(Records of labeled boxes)
..............................
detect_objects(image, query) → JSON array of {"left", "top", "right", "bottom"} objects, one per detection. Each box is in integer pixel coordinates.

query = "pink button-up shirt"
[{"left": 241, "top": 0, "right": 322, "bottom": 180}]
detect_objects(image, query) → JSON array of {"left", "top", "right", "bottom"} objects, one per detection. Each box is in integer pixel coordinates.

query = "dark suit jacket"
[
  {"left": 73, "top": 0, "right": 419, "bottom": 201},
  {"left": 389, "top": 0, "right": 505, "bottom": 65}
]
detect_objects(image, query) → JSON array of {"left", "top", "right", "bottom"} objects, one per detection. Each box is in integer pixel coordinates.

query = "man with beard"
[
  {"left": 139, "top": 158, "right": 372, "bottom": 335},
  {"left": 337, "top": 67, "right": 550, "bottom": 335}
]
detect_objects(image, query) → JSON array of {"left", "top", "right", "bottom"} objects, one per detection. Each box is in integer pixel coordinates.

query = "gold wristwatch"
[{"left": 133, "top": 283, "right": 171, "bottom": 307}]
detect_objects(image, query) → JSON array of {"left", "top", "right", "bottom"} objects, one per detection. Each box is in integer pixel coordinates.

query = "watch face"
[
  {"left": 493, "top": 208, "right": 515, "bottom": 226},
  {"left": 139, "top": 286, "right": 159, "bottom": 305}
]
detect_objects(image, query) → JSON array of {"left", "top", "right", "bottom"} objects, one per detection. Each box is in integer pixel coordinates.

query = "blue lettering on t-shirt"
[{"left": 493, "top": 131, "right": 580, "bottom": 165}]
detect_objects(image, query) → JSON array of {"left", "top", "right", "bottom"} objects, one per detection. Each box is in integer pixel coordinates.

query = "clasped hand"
..............................
INSTRUCTIONS TO FOLLOW
Gather every line above that contains the word "shirt" and copy each of those lines in full.

SOLUTION
query = "pink button-up shirt"
query = "blue lettering on t-shirt"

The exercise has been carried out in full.